▶ _About this task_
Output every entry below exactly as it is written.

*** Available records

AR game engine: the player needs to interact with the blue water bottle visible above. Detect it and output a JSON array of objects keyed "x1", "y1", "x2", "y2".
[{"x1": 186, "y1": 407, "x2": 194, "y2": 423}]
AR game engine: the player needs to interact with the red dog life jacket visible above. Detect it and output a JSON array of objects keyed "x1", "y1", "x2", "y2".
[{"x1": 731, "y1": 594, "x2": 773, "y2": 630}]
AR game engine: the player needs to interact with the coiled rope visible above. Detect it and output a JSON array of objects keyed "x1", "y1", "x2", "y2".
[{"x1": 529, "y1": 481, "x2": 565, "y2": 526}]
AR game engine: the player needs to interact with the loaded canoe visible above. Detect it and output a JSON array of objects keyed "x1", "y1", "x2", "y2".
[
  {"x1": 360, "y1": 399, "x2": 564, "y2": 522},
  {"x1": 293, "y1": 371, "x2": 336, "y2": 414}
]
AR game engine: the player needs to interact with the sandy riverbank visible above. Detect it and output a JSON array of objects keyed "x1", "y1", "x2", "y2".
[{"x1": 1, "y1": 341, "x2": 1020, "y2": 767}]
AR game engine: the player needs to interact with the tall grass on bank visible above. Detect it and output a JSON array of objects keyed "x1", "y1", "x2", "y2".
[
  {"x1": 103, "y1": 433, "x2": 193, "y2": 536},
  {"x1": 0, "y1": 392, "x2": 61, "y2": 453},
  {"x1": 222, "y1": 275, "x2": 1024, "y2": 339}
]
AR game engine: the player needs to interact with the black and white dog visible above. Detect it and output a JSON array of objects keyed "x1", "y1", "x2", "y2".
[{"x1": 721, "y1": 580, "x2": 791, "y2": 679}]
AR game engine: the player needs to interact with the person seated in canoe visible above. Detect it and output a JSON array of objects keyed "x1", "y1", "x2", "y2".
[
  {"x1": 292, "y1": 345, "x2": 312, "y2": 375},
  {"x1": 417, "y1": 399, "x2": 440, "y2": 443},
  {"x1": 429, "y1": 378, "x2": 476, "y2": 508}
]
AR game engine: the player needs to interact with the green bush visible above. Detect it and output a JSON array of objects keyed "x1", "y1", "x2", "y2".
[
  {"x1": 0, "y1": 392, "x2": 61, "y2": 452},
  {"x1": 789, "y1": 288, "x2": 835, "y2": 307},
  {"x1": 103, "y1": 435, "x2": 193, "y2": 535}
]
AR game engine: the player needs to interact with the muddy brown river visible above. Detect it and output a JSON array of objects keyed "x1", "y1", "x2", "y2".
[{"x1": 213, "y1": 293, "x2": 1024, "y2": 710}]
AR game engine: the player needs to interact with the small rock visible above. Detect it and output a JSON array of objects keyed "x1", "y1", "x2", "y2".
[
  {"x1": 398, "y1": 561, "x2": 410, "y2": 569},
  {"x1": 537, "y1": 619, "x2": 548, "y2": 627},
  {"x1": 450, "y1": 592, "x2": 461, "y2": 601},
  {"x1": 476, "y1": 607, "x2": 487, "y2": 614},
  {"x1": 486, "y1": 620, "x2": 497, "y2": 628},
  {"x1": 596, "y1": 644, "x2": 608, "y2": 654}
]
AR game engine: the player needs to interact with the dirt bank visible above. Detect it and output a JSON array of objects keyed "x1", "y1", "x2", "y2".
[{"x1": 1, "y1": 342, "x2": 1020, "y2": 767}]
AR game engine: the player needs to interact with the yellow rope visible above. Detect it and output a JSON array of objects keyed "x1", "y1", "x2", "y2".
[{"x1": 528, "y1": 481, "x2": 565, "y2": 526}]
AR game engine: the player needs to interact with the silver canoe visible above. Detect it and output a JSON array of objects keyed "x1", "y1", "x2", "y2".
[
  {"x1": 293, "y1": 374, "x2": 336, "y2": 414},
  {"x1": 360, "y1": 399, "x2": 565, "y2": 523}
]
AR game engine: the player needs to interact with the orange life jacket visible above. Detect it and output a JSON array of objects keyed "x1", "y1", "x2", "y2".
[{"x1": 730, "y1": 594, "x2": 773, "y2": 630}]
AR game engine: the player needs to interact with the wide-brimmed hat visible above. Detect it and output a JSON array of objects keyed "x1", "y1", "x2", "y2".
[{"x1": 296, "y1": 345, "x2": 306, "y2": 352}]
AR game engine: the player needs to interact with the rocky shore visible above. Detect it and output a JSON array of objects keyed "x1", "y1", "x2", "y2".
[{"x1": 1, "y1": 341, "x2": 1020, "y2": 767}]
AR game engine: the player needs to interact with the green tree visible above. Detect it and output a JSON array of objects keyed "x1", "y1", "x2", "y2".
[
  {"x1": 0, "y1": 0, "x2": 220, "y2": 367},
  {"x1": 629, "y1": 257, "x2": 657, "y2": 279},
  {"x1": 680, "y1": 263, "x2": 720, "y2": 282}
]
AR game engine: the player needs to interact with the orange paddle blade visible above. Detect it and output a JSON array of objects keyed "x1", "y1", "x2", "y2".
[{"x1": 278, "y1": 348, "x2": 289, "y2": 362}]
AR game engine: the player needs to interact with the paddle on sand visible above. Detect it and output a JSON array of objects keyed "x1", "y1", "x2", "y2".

******

▶ _Exercise solution_
AR game engine: the player needs to interact with the blue water bottle visible above. Detect it and output a JSON array of objects keyed "x1", "y1", "x2", "y2".
[{"x1": 186, "y1": 407, "x2": 194, "y2": 423}]
AR game engine: the player needs to interact with the red dog life jacket visible above. Detect it and output a JSON array of objects keyed "x1", "y1", "x2", "y2".
[{"x1": 731, "y1": 594, "x2": 773, "y2": 630}]
AR game engine: the player needs to interact with the coiled rope visible above. Detect it and output a JSON array of objects keyed "x1", "y1", "x2", "y2".
[{"x1": 529, "y1": 481, "x2": 565, "y2": 526}]
AR game engine: the player needs to interact with the loaded canoe visible above. Detect it and output a JSON array of objects keyed "x1", "y1", "x2", "y2".
[
  {"x1": 360, "y1": 399, "x2": 564, "y2": 522},
  {"x1": 293, "y1": 371, "x2": 336, "y2": 414}
]
AR game engine: the player needs to interact with the sandy riverbank visible above. Detect it and output a JSON array of objects keyed "x1", "y1", "x2", "y2".
[{"x1": 1, "y1": 341, "x2": 1020, "y2": 767}]
AR game engine: the player needs to interact with the tall grass on bank visible above. Detect it and output a JSON array of objects keyed "x1", "y1", "x2", "y2".
[
  {"x1": 103, "y1": 433, "x2": 193, "y2": 536},
  {"x1": 0, "y1": 392, "x2": 61, "y2": 453},
  {"x1": 222, "y1": 275, "x2": 1024, "y2": 339}
]
AR game engine: the player needs to interact with the black and white dog visible above. Detect it and output a JSON array of objects keyed "x1", "y1", "x2", "y2".
[{"x1": 721, "y1": 580, "x2": 791, "y2": 679}]
AR game engine: the player needs to interact with the person seated in canoe visible above. Detect it and output a JSON array of objects keyed "x1", "y1", "x2", "y2".
[
  {"x1": 292, "y1": 345, "x2": 312, "y2": 375},
  {"x1": 417, "y1": 399, "x2": 440, "y2": 443},
  {"x1": 429, "y1": 378, "x2": 476, "y2": 508}
]
AR game engine: the player needs to interact with the green bush visible above. Detect it and output a JSON array of objects keyed "x1", "y1", "x2", "y2".
[
  {"x1": 0, "y1": 392, "x2": 61, "y2": 452},
  {"x1": 789, "y1": 288, "x2": 835, "y2": 307},
  {"x1": 103, "y1": 435, "x2": 193, "y2": 535}
]
AR game engine: the player needs to interact with the muddy brown river visible above. Detect it and output a JSON array of objects keyed "x1", "y1", "x2", "y2".
[{"x1": 213, "y1": 293, "x2": 1024, "y2": 710}]
AR game engine: the player needs to interact with the small rock visible above. Detect it and output a JSON array of objects keyed "x1", "y1", "x2", "y2".
[
  {"x1": 398, "y1": 561, "x2": 410, "y2": 569},
  {"x1": 537, "y1": 619, "x2": 548, "y2": 627},
  {"x1": 450, "y1": 592, "x2": 461, "y2": 601},
  {"x1": 476, "y1": 607, "x2": 487, "y2": 614},
  {"x1": 486, "y1": 620, "x2": 497, "y2": 628},
  {"x1": 596, "y1": 644, "x2": 608, "y2": 654}
]
AR game engine: the player needs to interact with the dirt bank visible above. Detect it and output a JSON array of objects keyed "x1", "y1", "x2", "y2".
[{"x1": 1, "y1": 342, "x2": 1020, "y2": 767}]
AR game engine: the player needs to interact with the yellow rope visible above. Detect it and output a JSON array of objects keyed "x1", "y1", "x2", "y2".
[{"x1": 528, "y1": 481, "x2": 565, "y2": 526}]
AR game engine: the player needs to interact with the silver canoe visible above. Detect it and output a JSON array of objects keyed "x1", "y1", "x2", "y2".
[
  {"x1": 293, "y1": 374, "x2": 336, "y2": 414},
  {"x1": 360, "y1": 399, "x2": 565, "y2": 523}
]
AR game engine: the player needs to interact with the orange life jacket visible above. Detect it and output a JSON array of objects keyed "x1", "y1", "x2", "y2".
[{"x1": 730, "y1": 594, "x2": 773, "y2": 630}]
AR game engine: the player needs to interact with the wide-brimmed hat visible above. Detect it and output a JSON array of objects keyed "x1", "y1", "x2", "y2".
[{"x1": 296, "y1": 345, "x2": 306, "y2": 352}]
AR game engine: the player needs to interact with the rocky shore visible above. Detect it and output a JSON array of objects keyed "x1", "y1", "x2", "y2".
[{"x1": 1, "y1": 341, "x2": 1020, "y2": 767}]
AR game engine: the player needs to interact with the green tree visible above. Detect it and output a JSON array of objects keyed "x1", "y1", "x2", "y2".
[
  {"x1": 0, "y1": 0, "x2": 220, "y2": 367},
  {"x1": 629, "y1": 257, "x2": 657, "y2": 279},
  {"x1": 680, "y1": 263, "x2": 720, "y2": 282}
]
AR game engine: the player needs to interact with the orange paddle blade visible above. Detect it and output a JSON array of objects keyed "x1", "y1", "x2", "y2".
[{"x1": 278, "y1": 348, "x2": 289, "y2": 362}]
AR game engine: the player needs to interact with the paddle on sand visible above. Detect it and output a JSON array of objects keyed "x1", "y1", "x2", "y2".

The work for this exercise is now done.